**Brief**
Please show every line of the data below that contains the word "roof".

**Items**
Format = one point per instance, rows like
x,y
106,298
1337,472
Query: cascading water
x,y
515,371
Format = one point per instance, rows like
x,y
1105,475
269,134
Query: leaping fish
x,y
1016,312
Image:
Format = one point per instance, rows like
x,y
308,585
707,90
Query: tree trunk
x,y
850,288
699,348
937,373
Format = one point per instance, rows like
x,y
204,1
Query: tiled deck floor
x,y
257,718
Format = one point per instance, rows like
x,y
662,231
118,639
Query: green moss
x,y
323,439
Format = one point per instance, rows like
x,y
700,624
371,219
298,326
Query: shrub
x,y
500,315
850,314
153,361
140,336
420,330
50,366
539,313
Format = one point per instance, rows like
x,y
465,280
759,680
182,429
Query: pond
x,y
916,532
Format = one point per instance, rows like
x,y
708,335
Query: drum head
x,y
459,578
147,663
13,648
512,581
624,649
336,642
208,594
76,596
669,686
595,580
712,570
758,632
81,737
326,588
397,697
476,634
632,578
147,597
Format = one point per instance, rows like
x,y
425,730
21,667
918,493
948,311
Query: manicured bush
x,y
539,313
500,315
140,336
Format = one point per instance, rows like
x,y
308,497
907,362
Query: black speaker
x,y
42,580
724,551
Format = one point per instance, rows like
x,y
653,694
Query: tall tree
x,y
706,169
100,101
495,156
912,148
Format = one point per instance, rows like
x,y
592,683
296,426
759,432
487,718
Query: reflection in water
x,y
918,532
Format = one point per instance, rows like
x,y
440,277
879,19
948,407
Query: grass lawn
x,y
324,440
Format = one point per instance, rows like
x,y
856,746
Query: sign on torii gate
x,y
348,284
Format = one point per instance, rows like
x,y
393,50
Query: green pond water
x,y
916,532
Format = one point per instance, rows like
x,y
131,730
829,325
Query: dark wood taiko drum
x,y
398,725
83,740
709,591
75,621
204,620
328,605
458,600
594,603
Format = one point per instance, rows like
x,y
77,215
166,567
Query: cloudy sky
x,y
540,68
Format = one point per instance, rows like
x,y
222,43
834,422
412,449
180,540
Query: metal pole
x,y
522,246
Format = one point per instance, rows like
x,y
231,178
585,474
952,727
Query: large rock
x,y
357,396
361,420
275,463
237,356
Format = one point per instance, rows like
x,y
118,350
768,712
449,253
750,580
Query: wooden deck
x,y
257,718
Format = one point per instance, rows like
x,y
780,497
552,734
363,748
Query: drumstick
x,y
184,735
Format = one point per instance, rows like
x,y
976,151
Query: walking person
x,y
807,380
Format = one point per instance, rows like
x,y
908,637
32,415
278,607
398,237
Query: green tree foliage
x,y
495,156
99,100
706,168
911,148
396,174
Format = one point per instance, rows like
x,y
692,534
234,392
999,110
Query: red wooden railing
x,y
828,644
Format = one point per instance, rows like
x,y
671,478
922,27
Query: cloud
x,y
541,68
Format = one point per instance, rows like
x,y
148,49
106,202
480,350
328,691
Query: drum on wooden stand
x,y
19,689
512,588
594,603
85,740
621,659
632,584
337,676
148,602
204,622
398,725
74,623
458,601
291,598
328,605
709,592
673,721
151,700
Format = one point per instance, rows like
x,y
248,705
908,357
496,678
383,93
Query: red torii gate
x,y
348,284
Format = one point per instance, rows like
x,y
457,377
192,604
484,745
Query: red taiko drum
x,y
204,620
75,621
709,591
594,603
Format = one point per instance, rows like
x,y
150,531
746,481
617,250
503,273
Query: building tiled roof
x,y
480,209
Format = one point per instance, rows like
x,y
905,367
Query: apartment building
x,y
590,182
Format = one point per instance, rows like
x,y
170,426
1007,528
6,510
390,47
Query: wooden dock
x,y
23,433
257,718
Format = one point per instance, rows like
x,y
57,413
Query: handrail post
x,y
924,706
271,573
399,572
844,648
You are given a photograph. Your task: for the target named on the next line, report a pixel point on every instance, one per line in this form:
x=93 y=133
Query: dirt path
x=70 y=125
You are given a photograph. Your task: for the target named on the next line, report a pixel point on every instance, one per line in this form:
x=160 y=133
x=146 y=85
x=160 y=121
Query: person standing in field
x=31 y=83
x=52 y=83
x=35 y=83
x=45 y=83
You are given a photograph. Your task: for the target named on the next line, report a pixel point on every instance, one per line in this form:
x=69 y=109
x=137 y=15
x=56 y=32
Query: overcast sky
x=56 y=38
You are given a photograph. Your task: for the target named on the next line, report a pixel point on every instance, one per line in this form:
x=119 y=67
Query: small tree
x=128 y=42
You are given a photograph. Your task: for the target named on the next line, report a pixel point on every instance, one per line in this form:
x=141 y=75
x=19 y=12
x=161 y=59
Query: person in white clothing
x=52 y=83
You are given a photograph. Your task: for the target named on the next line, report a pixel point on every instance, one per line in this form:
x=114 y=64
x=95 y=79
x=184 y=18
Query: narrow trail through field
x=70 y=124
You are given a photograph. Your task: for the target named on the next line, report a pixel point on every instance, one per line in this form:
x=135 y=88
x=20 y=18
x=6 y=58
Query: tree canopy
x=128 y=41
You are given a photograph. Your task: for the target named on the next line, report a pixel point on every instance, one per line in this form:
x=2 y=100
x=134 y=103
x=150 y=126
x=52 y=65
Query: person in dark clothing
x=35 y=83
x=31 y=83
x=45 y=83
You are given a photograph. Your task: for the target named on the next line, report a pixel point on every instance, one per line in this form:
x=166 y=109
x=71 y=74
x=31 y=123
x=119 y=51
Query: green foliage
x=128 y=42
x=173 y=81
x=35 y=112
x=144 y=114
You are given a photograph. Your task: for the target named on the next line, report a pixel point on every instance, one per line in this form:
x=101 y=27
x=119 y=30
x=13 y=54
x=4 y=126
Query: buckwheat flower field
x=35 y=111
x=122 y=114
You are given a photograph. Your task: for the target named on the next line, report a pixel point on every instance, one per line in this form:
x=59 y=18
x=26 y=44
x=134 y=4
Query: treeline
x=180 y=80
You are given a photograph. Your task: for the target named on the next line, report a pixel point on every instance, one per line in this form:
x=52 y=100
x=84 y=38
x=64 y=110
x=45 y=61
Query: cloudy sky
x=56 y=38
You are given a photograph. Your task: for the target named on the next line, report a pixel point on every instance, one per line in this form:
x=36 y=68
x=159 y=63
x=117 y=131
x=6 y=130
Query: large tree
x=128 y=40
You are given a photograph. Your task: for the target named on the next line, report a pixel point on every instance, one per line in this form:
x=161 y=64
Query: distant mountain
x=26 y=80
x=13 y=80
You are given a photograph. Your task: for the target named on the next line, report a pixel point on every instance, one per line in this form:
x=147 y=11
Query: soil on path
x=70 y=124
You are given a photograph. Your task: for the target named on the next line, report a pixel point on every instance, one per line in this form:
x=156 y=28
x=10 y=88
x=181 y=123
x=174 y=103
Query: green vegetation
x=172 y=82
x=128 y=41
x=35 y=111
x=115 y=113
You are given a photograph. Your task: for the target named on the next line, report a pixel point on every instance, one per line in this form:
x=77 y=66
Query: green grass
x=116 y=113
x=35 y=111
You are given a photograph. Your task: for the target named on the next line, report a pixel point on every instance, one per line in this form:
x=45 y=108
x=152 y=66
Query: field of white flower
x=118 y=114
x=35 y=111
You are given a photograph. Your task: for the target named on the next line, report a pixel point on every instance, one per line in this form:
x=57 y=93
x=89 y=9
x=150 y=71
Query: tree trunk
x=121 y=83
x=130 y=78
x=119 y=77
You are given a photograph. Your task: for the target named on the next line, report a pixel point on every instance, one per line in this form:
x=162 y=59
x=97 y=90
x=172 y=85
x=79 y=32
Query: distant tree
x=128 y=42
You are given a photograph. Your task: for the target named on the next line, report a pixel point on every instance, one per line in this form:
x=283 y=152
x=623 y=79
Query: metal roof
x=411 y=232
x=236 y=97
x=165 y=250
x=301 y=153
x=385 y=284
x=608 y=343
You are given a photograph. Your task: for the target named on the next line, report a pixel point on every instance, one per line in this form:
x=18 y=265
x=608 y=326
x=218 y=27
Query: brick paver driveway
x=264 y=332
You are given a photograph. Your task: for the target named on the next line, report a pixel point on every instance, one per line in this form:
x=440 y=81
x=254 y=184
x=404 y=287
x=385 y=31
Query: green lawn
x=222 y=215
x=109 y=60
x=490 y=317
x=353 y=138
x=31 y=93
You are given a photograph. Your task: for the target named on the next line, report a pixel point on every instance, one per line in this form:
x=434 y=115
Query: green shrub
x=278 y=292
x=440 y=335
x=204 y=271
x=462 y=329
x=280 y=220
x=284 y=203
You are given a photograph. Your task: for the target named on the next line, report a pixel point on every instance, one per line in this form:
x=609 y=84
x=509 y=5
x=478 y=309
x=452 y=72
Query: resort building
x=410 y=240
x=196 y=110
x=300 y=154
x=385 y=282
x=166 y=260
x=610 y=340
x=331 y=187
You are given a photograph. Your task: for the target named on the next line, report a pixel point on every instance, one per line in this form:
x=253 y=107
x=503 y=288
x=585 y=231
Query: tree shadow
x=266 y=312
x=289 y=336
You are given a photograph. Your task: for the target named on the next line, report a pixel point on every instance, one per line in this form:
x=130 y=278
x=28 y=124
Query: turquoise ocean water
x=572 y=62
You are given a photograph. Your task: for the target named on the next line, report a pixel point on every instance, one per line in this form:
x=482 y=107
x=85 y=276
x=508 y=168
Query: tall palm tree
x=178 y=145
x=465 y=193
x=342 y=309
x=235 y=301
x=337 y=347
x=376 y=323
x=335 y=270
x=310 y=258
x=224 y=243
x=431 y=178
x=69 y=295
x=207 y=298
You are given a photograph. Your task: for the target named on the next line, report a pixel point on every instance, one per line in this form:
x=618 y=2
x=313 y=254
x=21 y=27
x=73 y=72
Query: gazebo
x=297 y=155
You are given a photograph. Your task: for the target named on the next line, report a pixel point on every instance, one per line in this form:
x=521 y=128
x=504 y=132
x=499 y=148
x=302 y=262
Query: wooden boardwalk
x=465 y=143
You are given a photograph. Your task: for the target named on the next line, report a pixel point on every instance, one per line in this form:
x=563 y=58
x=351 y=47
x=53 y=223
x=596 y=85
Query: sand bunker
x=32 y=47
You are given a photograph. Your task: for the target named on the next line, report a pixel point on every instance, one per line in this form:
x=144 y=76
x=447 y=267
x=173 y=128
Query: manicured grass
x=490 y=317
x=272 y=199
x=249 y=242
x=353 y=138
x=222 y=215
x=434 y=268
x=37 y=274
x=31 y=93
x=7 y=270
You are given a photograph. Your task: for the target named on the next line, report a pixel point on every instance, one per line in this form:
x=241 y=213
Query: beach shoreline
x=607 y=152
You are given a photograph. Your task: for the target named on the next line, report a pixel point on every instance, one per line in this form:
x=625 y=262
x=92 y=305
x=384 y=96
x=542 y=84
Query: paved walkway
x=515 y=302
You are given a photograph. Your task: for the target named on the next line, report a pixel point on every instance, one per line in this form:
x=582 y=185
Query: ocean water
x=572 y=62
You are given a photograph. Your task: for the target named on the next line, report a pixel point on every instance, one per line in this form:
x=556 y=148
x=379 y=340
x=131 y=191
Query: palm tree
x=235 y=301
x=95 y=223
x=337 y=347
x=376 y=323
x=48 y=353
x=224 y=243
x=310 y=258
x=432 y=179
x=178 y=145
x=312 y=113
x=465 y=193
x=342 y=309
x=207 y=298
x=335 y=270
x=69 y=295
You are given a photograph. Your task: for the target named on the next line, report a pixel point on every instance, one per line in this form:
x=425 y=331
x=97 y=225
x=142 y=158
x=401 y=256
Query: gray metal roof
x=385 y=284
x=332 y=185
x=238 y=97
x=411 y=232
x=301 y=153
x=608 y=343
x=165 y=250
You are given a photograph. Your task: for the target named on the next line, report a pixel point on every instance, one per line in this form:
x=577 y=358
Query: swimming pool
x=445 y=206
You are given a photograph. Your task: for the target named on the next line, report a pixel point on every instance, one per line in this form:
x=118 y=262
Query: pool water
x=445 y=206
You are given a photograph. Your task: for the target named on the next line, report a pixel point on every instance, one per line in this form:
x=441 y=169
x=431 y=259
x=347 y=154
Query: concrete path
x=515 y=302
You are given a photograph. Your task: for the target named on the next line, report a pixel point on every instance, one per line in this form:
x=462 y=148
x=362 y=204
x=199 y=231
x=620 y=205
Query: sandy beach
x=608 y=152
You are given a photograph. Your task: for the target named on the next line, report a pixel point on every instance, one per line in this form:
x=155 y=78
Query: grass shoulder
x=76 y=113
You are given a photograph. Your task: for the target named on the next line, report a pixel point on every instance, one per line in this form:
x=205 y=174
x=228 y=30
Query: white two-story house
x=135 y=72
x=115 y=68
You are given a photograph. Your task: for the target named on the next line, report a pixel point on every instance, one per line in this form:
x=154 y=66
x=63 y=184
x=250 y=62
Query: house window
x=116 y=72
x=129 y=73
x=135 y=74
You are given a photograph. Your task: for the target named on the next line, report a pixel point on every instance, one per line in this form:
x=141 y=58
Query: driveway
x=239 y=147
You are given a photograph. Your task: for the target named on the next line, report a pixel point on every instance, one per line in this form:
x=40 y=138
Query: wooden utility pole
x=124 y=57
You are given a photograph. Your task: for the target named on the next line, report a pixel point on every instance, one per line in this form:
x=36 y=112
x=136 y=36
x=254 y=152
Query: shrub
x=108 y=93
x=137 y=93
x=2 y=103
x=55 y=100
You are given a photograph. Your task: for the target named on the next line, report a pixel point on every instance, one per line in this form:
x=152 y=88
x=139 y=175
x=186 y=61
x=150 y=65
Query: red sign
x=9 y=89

**Solved problem**
Query: building tiled roof
Query: metal roof
Query: gray metal roof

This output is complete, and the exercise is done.